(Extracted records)
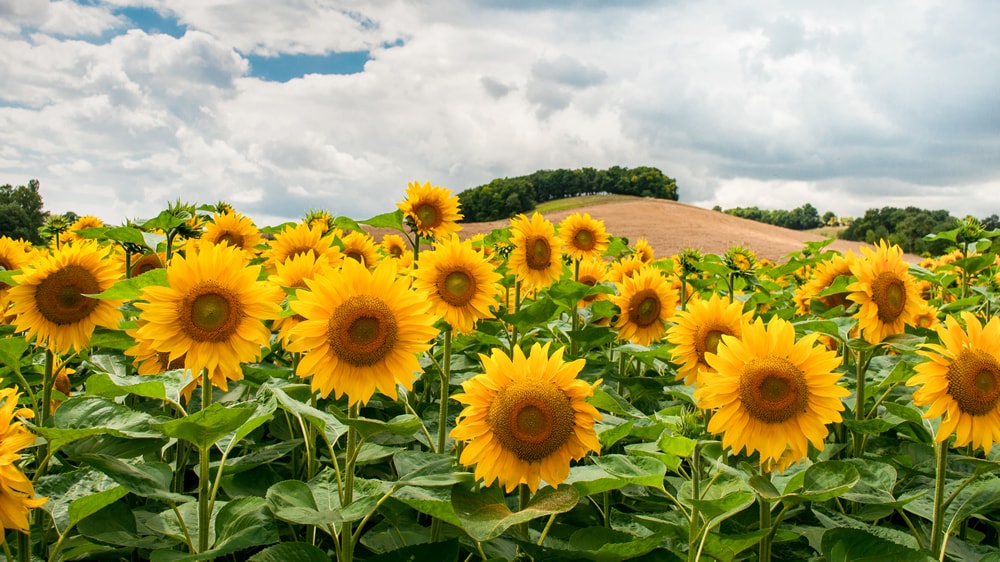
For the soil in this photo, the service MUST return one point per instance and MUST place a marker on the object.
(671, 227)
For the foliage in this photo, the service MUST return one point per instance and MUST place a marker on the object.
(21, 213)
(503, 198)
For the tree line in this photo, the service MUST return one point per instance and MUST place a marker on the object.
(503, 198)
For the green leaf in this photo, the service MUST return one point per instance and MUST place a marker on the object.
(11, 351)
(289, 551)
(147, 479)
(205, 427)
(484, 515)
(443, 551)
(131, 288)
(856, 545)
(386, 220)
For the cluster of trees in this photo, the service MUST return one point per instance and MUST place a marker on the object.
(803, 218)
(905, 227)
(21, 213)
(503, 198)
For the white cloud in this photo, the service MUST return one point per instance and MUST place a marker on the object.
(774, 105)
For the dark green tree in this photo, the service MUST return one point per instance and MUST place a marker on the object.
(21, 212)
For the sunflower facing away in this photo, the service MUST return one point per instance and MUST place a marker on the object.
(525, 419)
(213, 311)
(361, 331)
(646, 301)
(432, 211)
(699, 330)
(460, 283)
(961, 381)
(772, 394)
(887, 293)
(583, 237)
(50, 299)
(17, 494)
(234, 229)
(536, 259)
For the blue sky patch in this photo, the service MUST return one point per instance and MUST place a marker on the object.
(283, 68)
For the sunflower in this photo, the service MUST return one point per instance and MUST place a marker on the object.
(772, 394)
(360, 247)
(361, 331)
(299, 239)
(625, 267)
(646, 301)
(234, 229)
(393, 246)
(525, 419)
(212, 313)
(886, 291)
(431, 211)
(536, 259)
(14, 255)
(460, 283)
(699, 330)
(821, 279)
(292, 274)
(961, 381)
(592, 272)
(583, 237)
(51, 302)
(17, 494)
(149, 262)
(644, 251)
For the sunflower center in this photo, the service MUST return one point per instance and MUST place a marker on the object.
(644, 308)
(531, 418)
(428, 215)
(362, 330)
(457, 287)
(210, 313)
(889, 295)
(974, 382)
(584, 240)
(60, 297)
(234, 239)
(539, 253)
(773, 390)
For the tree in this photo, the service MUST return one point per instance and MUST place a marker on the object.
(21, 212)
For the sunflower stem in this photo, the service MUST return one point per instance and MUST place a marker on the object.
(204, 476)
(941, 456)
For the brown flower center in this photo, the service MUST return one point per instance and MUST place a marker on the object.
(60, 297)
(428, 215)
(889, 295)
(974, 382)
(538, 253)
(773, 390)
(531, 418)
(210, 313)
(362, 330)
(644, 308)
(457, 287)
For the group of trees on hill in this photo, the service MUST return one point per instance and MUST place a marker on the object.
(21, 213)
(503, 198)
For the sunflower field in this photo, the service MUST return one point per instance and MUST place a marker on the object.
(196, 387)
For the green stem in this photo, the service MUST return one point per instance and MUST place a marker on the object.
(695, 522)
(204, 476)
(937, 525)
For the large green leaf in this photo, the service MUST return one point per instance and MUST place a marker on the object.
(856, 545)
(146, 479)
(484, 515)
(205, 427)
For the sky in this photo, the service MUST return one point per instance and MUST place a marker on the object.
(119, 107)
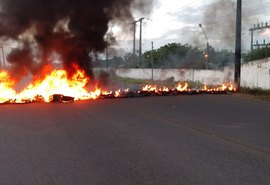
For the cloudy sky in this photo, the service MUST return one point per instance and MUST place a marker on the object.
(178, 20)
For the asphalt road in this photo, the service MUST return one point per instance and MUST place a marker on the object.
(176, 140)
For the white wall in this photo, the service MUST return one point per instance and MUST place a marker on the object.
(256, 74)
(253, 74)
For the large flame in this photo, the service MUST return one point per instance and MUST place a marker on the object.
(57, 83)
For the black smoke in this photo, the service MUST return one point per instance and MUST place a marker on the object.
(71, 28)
...
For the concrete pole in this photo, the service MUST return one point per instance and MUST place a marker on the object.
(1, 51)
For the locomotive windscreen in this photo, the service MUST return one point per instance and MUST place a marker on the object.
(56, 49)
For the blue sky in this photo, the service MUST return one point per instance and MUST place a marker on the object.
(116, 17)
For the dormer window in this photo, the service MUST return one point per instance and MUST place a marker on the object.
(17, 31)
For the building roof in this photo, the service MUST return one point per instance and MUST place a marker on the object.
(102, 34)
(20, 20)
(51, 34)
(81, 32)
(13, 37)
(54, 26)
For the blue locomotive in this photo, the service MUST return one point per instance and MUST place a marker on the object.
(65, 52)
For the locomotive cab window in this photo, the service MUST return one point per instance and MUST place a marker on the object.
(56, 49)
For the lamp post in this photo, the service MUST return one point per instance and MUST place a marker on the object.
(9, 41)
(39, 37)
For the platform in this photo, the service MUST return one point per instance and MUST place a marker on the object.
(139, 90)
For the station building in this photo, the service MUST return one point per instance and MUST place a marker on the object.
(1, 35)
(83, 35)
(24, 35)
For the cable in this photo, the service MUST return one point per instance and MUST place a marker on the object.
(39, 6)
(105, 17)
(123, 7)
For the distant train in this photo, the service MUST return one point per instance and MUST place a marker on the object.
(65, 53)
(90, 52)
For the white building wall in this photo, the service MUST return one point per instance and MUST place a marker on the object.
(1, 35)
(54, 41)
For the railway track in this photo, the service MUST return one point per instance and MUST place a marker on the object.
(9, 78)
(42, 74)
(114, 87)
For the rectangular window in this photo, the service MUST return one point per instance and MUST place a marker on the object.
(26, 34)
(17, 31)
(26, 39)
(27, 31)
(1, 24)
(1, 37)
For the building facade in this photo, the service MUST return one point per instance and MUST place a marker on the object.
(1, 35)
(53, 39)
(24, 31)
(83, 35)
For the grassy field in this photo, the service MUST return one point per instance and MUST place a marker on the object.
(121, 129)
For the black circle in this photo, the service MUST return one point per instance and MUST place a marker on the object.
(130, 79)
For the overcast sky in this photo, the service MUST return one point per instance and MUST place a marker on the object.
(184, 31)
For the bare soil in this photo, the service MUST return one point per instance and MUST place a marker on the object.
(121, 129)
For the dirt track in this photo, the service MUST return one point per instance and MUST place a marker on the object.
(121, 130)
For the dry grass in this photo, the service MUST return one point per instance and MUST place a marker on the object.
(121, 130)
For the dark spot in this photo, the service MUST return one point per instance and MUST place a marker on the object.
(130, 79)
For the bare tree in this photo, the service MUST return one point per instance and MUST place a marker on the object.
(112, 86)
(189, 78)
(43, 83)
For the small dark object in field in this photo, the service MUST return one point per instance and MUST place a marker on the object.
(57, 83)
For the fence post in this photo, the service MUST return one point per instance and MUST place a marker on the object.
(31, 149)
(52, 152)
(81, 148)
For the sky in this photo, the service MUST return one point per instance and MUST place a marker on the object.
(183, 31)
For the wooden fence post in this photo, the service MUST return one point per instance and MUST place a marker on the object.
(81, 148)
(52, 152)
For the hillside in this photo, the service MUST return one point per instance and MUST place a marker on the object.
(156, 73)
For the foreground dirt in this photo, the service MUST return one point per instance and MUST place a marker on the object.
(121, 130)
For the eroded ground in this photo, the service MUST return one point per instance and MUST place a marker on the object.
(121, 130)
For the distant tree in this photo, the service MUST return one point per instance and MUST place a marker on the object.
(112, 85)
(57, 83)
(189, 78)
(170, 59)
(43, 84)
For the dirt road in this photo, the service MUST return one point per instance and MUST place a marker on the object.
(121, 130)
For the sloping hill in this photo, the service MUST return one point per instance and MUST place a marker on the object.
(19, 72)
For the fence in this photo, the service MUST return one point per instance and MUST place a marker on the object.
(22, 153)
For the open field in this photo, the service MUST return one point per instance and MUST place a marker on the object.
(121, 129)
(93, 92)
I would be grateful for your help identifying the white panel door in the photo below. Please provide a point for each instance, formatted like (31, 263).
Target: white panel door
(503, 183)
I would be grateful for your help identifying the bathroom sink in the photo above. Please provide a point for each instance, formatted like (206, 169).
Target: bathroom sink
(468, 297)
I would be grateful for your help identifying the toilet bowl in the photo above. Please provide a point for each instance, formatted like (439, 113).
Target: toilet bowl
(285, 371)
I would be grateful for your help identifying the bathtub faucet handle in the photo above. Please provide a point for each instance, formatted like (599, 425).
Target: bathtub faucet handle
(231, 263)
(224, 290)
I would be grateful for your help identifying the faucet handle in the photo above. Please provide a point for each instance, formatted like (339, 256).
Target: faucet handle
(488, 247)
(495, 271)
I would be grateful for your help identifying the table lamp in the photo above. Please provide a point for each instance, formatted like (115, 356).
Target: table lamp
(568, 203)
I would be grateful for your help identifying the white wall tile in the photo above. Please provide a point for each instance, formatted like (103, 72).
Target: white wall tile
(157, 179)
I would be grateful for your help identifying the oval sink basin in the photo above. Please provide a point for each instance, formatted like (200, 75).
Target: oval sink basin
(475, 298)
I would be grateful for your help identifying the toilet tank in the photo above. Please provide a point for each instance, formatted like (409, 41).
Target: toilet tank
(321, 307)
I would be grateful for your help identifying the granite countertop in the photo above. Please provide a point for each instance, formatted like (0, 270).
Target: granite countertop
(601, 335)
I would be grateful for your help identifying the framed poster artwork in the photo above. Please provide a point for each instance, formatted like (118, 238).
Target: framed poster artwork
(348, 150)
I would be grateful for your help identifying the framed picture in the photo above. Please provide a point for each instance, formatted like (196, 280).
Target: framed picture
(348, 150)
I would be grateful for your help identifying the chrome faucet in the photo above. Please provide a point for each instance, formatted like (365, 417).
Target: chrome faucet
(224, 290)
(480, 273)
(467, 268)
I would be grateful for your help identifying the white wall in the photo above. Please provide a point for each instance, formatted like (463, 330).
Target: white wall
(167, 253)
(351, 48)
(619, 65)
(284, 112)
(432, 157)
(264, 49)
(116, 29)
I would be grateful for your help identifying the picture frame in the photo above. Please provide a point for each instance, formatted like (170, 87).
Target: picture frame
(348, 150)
* * *
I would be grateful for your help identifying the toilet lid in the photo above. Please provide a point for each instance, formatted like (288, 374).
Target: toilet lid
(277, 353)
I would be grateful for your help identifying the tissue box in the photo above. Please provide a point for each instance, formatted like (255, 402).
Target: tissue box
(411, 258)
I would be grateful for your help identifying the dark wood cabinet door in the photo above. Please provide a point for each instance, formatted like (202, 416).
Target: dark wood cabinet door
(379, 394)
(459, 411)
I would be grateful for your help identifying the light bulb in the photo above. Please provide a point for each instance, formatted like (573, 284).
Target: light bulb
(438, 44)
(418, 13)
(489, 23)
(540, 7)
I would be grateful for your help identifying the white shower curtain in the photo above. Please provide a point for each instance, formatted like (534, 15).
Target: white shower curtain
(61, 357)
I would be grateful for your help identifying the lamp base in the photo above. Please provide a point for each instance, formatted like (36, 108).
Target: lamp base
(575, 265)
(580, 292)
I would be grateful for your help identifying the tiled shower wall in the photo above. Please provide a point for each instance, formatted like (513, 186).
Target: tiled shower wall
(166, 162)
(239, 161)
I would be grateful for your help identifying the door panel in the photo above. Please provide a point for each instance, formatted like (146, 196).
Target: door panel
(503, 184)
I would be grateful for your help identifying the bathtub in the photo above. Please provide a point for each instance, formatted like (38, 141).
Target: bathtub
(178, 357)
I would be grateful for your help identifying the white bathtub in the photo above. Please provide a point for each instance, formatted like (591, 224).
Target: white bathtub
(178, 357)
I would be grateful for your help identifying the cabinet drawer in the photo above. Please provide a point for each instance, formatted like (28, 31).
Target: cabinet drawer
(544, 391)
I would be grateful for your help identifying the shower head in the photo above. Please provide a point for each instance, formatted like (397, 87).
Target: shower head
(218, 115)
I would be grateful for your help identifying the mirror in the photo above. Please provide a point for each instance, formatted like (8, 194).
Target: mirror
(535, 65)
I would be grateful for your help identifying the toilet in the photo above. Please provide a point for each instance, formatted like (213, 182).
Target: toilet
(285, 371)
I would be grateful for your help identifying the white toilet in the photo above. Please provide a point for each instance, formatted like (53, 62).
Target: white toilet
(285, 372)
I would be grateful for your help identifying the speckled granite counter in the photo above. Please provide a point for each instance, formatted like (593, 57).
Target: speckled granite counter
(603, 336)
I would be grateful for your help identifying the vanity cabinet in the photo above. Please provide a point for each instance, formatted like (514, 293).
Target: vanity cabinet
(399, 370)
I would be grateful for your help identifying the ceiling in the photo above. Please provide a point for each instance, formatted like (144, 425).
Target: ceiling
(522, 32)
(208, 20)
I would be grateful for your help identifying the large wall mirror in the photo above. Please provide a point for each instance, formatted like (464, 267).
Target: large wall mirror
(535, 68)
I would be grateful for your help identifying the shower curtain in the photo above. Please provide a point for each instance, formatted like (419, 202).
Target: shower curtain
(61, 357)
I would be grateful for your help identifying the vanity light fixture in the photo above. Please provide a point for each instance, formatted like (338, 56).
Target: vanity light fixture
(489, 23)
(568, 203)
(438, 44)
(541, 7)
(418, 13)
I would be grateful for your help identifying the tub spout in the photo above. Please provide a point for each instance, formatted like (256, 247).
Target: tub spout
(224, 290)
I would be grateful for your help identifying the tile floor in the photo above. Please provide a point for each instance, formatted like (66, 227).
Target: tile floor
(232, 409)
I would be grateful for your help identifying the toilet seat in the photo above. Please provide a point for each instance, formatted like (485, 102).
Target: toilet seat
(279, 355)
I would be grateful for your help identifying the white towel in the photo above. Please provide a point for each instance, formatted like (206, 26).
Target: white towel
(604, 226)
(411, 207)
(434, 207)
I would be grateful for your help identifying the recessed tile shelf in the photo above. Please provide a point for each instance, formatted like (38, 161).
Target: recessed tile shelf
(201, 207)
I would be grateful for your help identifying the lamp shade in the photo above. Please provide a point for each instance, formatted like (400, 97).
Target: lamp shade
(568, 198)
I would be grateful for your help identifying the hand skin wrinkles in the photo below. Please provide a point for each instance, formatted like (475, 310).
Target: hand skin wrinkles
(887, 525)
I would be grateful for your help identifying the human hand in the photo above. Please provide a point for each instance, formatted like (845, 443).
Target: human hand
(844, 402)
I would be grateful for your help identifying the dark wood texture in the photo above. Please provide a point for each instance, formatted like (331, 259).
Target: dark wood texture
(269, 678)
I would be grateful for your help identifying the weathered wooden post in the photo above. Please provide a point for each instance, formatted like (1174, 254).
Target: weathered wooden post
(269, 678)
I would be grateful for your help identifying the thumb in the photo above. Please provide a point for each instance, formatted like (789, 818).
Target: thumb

» **Goal**
Report how many lines of the records contain the word "wooden", giving only the number. Case counts.

» **Result of this exercise**
3